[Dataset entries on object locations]
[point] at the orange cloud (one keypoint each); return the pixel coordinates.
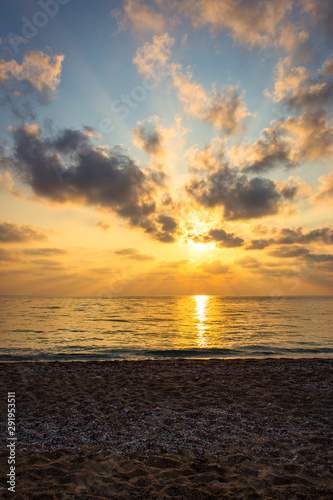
(37, 71)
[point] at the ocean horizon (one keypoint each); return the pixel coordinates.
(164, 327)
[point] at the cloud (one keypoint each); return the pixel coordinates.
(134, 254)
(321, 11)
(241, 198)
(154, 57)
(105, 226)
(248, 262)
(297, 236)
(290, 252)
(17, 233)
(222, 238)
(214, 267)
(148, 137)
(325, 191)
(177, 263)
(139, 17)
(224, 108)
(288, 142)
(259, 244)
(38, 72)
(44, 251)
(6, 256)
(270, 150)
(7, 184)
(66, 168)
(251, 23)
(299, 89)
(311, 135)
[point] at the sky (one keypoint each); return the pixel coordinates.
(166, 147)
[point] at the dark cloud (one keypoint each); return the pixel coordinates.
(241, 198)
(112, 181)
(67, 168)
(14, 233)
(133, 253)
(223, 239)
(163, 228)
(269, 151)
(290, 252)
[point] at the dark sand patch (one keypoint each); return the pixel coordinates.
(171, 429)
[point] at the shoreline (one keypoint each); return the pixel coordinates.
(180, 428)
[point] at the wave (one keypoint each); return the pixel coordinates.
(199, 353)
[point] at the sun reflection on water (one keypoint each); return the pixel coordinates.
(201, 302)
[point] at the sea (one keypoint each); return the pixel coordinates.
(198, 326)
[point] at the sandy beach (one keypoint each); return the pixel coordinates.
(190, 429)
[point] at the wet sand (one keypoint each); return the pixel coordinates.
(190, 429)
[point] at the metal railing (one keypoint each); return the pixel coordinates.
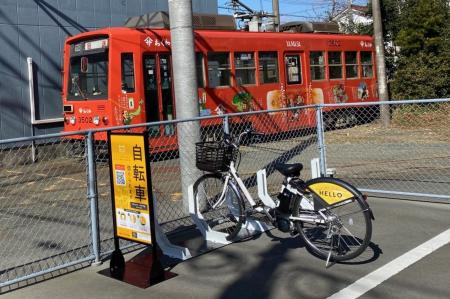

**What the task requires**
Reproduce all of the entries above verbatim, leaving out the pictures.

**Reply to the task**
[point] at the orange cloud (one keypoint each); return the pixel coordinates.
(37, 71)
[point] at the ocean horizon (one keypoint each); return the pixel coordinates.
(164, 327)
[point] at the cloud (one keypoint each); return the pixel coordinates.
(134, 254)
(321, 11)
(241, 198)
(154, 57)
(105, 226)
(248, 262)
(297, 236)
(290, 252)
(17, 233)
(222, 238)
(214, 267)
(148, 137)
(325, 191)
(177, 263)
(139, 17)
(224, 108)
(288, 142)
(259, 244)
(38, 72)
(44, 251)
(6, 256)
(270, 150)
(7, 184)
(66, 168)
(251, 23)
(299, 89)
(311, 135)
[point] at the sky (one keypoint each); return the pixel coordinates.
(166, 147)
[point] at the dark cloud (one keypoint each); return the pixel coordinates.
(241, 198)
(112, 181)
(67, 168)
(14, 233)
(133, 253)
(223, 239)
(163, 228)
(269, 151)
(290, 252)
[point] at the dark sand patch (one keypoint each); return the pixel coordinates.
(171, 429)
[point] at the shoreline (one keypoint each); return the pixel coordinates.
(180, 428)
[point] at the wave (one keypoint each); return the pixel coordinates.
(199, 353)
[point] at the sun reflection on water (one keypoint each); return the pixel coordinates.
(201, 302)
[point] at the sea (one keypoint each); return the pixel coordinates.
(198, 326)
[point] at the sandy beach (one keypoint each); return the pixel coordinates.
(190, 429)
[point] at the wet sand (one keypoint each); return the pixel coordinates.
(190, 429)
[point] at the metal railing (one keypoint each); return the pixel coordinates.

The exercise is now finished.